Print all the entries verbatim.

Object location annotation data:
○ ○ ○ ○

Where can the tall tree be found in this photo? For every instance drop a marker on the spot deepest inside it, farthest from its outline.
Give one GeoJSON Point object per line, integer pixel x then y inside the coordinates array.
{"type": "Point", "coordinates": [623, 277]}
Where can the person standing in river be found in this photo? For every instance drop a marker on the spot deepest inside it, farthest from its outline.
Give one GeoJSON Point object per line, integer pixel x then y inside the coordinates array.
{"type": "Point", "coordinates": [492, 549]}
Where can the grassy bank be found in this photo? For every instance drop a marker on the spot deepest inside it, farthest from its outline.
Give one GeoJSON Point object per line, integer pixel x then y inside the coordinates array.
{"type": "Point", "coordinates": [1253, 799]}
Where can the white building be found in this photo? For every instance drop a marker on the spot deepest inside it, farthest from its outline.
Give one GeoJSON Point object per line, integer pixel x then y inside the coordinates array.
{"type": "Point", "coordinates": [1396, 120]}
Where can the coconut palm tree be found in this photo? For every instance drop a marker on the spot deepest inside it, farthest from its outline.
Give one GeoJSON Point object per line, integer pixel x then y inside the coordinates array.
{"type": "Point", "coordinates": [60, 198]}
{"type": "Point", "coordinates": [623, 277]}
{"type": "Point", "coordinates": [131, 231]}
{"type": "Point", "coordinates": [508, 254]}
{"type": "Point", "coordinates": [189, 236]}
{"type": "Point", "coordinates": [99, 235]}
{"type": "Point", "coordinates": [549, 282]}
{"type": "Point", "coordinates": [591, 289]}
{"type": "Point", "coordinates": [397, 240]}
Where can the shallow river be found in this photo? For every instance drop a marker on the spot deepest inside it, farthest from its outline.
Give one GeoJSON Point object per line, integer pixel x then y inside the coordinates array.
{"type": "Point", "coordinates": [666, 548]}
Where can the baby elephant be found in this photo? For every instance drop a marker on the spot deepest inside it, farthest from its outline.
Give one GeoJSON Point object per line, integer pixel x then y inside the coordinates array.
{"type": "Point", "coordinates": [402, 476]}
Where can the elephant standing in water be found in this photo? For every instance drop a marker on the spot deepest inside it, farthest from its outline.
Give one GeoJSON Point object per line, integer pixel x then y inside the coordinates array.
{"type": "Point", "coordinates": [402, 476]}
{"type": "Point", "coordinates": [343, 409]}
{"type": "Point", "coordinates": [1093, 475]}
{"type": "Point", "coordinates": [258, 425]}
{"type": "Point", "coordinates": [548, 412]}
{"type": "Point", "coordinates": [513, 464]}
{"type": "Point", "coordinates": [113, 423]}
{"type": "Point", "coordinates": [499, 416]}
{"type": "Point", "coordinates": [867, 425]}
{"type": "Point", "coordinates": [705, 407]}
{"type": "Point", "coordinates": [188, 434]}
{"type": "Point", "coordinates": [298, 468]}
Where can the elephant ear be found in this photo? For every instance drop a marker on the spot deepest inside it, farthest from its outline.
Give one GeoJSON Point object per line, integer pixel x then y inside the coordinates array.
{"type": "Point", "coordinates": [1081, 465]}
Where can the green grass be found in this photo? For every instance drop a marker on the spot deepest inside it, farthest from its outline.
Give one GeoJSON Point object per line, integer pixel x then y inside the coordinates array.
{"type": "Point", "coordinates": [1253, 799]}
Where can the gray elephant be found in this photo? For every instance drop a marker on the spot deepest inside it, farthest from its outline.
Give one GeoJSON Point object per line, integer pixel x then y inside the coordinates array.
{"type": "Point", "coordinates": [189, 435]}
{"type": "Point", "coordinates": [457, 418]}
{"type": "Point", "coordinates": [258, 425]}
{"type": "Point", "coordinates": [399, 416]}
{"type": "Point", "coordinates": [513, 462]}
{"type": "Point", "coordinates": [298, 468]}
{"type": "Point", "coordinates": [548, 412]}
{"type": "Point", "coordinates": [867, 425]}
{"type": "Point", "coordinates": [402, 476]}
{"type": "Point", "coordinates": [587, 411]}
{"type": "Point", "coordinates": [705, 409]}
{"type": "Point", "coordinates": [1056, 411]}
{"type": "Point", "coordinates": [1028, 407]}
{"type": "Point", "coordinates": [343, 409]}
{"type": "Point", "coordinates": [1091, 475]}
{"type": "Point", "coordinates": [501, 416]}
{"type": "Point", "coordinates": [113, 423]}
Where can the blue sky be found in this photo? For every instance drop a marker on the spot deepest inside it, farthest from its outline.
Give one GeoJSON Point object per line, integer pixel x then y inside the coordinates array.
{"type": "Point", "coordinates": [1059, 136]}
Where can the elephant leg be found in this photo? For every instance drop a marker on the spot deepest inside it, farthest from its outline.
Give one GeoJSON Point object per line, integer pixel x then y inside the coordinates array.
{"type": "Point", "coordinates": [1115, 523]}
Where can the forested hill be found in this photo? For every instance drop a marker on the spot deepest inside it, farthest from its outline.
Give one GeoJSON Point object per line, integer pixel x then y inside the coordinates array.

○ ○ ○ ○

* _Result for this exercise_
Where can the tall tree be found in this photo? For every instance drop a marker on the spot deepest inside it, farthest from its outline.
Give one GeoJSON Point object per line, integer pixel x then y inside the coordinates array.
{"type": "Point", "coordinates": [623, 277]}
Where can the person standing in river be found in this photo? For every instance drop a marker on the spot deepest inside it, farthest from its outline.
Give one GeoJSON Point object per line, integer pixel x then y inside the coordinates array.
{"type": "Point", "coordinates": [492, 549]}
Where can the grassy bank be found in this photo? For every instance drop a marker on the spot deepest inside it, farthest from its outline.
Give one GeoJSON Point object per line, integer pixel x then y inside the coordinates array.
{"type": "Point", "coordinates": [1253, 799]}
Where can the white building be found in this photo? For every instance drop a marker on the spot deepest inside it, farthest from its outline.
Give one GeoJSON Point object per line, integer pixel x then y inside the coordinates array.
{"type": "Point", "coordinates": [1396, 120]}
Where can the coconut palm tree be found in this photo? For every instance drop a marker on the spot deepest inside it, farthest from its outline.
Give one GeoJSON Point object per line, integer pixel x then y inside the coordinates array.
{"type": "Point", "coordinates": [60, 198]}
{"type": "Point", "coordinates": [623, 277]}
{"type": "Point", "coordinates": [131, 231]}
{"type": "Point", "coordinates": [508, 254]}
{"type": "Point", "coordinates": [189, 236]}
{"type": "Point", "coordinates": [99, 235]}
{"type": "Point", "coordinates": [549, 282]}
{"type": "Point", "coordinates": [591, 289]}
{"type": "Point", "coordinates": [397, 240]}
Where can the shallow river be found in this photo? For every instance drop a marker on the spot deepest inside it, farthest from its outline.
Give one GeoJSON Point object per line, integer pixel x then y inside the coordinates array.
{"type": "Point", "coordinates": [666, 548]}
Where can the baby elephant be found in this photo? For every instance drop a marker on the spot deepest inside it, farthest from its outline.
Give one GeoJSON Point object per line, integer pixel x then y inside the coordinates array.
{"type": "Point", "coordinates": [402, 476]}
Where can the elephant standing in water be found in this photo? For every instance drop a marker on the spot deepest inside it, farthest from its outline.
Give one GeoJSON Point object per line, integer pixel x then y inside the coordinates array.
{"type": "Point", "coordinates": [402, 476]}
{"type": "Point", "coordinates": [343, 409]}
{"type": "Point", "coordinates": [1093, 475]}
{"type": "Point", "coordinates": [258, 425]}
{"type": "Point", "coordinates": [548, 412]}
{"type": "Point", "coordinates": [513, 464]}
{"type": "Point", "coordinates": [113, 423]}
{"type": "Point", "coordinates": [499, 416]}
{"type": "Point", "coordinates": [867, 425]}
{"type": "Point", "coordinates": [705, 407]}
{"type": "Point", "coordinates": [188, 434]}
{"type": "Point", "coordinates": [298, 468]}
Where can the elephant ear be found in this photo? For every instance drop a marker on the spot deepest inside it, farthest from its outline.
Give one GeoJSON Point object per line, integer pixel x then y inside the coordinates array.
{"type": "Point", "coordinates": [1081, 465]}
Where can the green grass be found in this photo? For every instance drop a marker on the spot deepest inside it, farthest from its outline.
Give one GeoJSON Point object per line, integer pixel x then y inside the coordinates array.
{"type": "Point", "coordinates": [1253, 799]}
Where can the gray elephant be found in this photo? For every instance drop a marker on the spot deepest inside it, farthest from its outline.
Give one GeoJSON Point object per line, integer pixel x then y inside the coordinates array.
{"type": "Point", "coordinates": [189, 435]}
{"type": "Point", "coordinates": [457, 418]}
{"type": "Point", "coordinates": [258, 425]}
{"type": "Point", "coordinates": [399, 416]}
{"type": "Point", "coordinates": [513, 462]}
{"type": "Point", "coordinates": [298, 468]}
{"type": "Point", "coordinates": [548, 412]}
{"type": "Point", "coordinates": [867, 425]}
{"type": "Point", "coordinates": [402, 476]}
{"type": "Point", "coordinates": [587, 411]}
{"type": "Point", "coordinates": [705, 409]}
{"type": "Point", "coordinates": [1056, 411]}
{"type": "Point", "coordinates": [1028, 407]}
{"type": "Point", "coordinates": [343, 409]}
{"type": "Point", "coordinates": [1091, 475]}
{"type": "Point", "coordinates": [501, 416]}
{"type": "Point", "coordinates": [113, 423]}
Where can the blue sky be found in this photo? For every instance drop a marker on the spot deepest inside it, farthest from its outline.
Give one GeoJSON Point object per line, integer pixel x then y inside the coordinates array.
{"type": "Point", "coordinates": [1059, 136]}
Where can the elephant leg be found in this photo? For every instance drop a marker on the spot deepest inside it, farthest from its outline.
Give one GeoJSON Point object per line, integer pixel x then y inside the coordinates array.
{"type": "Point", "coordinates": [1115, 523]}
Where can the forested hill be found in this photo? For every instance drop a marker on the spot deepest inside it, farthest from its outline.
Give one GeoJSON Point object per line, integer pixel x then y inside the coordinates array.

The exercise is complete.